■ **PAGE TEXT**:
The ancient Biblical texts may help Australians answer one pressing political question of the moment, writes Alan Austin.

THE SUBJECT DISCUSSED discretely inside Christian circles for some years is increasingly out in the open. Are the Pentecostal church members in prominent positions in the Morrison Government actually followers of Jesus Christ?

How can we tell who is a real Christian? Who decides? For answers to such profound questions, most adherents of the Judeo-Christian faiths go back to their foundational texts. Christians examine what they call the New Testament: a collection of 27 books written in the first century after Jesus of Nazareth lived on Earth. These are documents written in another culture in ancient languages. So, it gets complicated.

An excellent guide in this matter is Spanish Jesuit linguist and Vatican theologian Juan Mateos who studied minutely every word of the New Testament in its original Greek and Aramaic.

He did so to translate it into vibrant, contemporary Spanish. His introduction to his 1975 version of the New Testament, titled simply 'The Message of Jesus', is an invaluable resource.

False religiosity

Mateos identifies several prominent religious groups in Judea at the time of Christ. One was the group of followers of Jesus of Nazareth. Another was the Pharisees. Both were devout, mostly lay people who believed in a personal God to whom they prayed regularly, believed the Jewish scriptures were inspired by God, practised personal morality and were dedicated to spreading their faith. Hence, there were many similarities.

But there were stark differences. The Pharisees were the sworn enemies of Jesus and were among those who had him executed.

Jesus warned his followers of the danger of becoming like the Pharisees. The tension between these two religious traditions has continued throughout Christendom.

Juan Mateos wrote that:

Tthe scholarly Pharisees considered themselves the authentic magisterium of the law and attributed divine authority to their tradition ... But they did nothing to improve the unjust social situation in which they enjoyed a privileged position and for which they themselves were also responsible.’

Identifying with the rich

Central to determining whether a religious figure is in the tradition of Christ or the Pharisees is identifying with, and supporting, the rich or the poor.

Mateos wrote:

‘In spite of all their observance of religious rules, the Pharisees loved money and exploited the simple folk under pretext of piety.'

Further, he asserted:

‘For them, the religious law had to be carried out to the letter, but at the same time there were plenty of loopholes, that allowed for injustice.’

In contrast, the mission of Jesus, according to Mateos, was primarily ‘to implant justice and to defend the poor and the exploited'.

Mateos believed Christ’s teaching goes as far as asserting that seeking wealth and power is actually demonic:

‘Jesus passed the test (the temptation in the wilderness) which authenticated his mission as Messiah and Servant, casting aside any pretensions to political power and glory in this world ... Moreover, to make use of power and glory to advance the kingdom of God was contrary to what God wants, making one the tool of Satan.’

Truth and falsehood

The second critical determinant is a commitment to telling the truth. Liars were condemned by Jesus in the strongest terms possible:

‘You are of your father the devil. He ... does not stand in the truth because there is no truth in him. Whenever he speaks a lie, he speaks from his own nature, for he is a liar and the father of lies.’

Mateos found one conspicuous trait of the Pharisees ‘was that they belonged to a power system that was necessarily based on lies and violence’.

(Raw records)

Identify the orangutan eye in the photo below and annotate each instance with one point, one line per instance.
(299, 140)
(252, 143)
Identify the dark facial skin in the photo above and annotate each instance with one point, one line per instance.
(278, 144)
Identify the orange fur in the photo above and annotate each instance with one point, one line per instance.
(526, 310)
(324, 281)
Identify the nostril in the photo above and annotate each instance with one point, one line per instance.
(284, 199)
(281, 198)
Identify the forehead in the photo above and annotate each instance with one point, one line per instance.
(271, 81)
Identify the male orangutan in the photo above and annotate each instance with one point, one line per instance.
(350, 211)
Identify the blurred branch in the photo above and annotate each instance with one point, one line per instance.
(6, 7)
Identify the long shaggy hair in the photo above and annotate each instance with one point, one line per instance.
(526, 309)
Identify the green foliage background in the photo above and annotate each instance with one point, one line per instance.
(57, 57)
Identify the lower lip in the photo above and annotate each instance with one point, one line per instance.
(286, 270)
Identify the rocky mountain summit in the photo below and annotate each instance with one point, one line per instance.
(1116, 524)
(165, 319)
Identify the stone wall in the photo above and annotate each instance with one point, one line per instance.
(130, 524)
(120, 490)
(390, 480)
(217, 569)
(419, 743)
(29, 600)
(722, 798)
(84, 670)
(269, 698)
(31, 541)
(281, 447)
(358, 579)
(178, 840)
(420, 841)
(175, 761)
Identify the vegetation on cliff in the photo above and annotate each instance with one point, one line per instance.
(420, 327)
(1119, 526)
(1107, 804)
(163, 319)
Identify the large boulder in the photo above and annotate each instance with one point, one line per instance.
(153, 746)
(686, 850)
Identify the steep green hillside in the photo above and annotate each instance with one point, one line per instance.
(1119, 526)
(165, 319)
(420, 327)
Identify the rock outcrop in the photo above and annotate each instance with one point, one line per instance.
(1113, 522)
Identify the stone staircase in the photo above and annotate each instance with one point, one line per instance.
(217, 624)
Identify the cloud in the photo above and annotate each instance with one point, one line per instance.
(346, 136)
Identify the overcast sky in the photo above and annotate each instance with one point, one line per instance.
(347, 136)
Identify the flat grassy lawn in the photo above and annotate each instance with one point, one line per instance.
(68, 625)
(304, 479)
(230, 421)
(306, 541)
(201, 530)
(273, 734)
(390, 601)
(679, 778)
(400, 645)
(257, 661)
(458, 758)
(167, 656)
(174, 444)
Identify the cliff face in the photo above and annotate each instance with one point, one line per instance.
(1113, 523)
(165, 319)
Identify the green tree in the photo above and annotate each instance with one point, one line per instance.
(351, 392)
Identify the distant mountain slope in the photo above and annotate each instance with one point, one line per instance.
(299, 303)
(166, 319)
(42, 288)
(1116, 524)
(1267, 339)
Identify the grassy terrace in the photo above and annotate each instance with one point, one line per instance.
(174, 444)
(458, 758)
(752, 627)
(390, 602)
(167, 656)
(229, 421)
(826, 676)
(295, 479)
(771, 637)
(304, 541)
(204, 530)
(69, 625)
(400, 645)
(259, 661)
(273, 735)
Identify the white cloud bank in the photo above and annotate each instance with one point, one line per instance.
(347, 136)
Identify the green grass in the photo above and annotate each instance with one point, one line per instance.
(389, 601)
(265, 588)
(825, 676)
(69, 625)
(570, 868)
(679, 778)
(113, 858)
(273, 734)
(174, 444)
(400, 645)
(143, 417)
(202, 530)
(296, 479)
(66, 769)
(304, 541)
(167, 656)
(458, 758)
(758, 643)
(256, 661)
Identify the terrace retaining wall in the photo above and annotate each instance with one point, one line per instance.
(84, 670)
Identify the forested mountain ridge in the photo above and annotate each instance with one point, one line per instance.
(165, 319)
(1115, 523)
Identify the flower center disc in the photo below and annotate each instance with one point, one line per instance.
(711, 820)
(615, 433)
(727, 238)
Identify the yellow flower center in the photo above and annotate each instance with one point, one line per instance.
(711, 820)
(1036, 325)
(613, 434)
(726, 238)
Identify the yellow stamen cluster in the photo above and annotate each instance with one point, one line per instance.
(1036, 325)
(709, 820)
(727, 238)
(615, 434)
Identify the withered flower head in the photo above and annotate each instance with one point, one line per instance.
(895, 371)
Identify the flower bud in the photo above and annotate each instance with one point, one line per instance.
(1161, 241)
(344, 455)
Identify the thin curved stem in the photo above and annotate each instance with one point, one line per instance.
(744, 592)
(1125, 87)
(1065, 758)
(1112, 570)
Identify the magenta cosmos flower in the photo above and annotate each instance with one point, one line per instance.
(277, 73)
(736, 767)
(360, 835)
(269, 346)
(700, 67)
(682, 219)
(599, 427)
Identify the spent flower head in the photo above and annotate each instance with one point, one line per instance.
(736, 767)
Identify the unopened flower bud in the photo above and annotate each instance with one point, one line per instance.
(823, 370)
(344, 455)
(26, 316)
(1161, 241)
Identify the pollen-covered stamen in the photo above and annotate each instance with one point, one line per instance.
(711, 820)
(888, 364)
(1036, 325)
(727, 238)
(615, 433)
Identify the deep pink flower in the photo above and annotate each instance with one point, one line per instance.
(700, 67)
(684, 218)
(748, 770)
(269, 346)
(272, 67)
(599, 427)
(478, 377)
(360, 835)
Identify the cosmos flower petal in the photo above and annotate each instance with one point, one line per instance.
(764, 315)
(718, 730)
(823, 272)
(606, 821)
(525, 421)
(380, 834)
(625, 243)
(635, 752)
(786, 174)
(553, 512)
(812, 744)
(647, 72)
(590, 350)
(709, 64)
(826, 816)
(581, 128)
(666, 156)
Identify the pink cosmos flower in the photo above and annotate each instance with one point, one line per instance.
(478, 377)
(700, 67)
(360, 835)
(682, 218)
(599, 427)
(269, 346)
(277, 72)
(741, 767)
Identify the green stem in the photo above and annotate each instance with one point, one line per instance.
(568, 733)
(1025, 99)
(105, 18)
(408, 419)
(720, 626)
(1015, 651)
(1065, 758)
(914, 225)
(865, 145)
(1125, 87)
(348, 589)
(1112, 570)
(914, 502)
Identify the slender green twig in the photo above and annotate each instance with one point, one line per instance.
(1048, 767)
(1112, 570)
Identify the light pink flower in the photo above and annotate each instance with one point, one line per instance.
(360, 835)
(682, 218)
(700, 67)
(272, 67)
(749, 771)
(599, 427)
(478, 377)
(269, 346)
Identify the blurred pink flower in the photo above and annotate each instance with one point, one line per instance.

■ **LIST OF TASKS**:
(1) For each statement (a), (b), and (c), state yes or no according to the article about the Pharisees, and quote the words from it that decide the answer. (a) Mateos studied the New Testament in its original languages. (b) The New Testament books were written in the second century. (c) The Pharisees were mostly clergy.
(2) Turn the paragraph of the article about the Pharisees that begins "Mateos identifies several prominent religious groups" into a short list that keeps its main facts.
Rely only on the article about the Pharisees.

■ **EXPECTED RESPONSES**:
(1)
(a) Yes: "studied minutely every word of the New Testament in its original Greek and Aramaic"
(b) No: "a collection of 27 books written in the first century after Jesus of Nazareth lived on Earth"
(c) No: "Both were devout, mostly lay people"

(2)
- Mateos names several prominent religious groups in Judea at the time of Christ, among them the followers of Jesus of Nazareth and the Pharisees.
- Both groups were devout and made up mostly of lay people.
- Both believed in a personal God to whom they prayed regularly.
- Both held that the Jewish scriptures were inspired by God.
- Both practiced personal morality and were dedicated to spreading their faith.
- The two groups therefore had many similarities.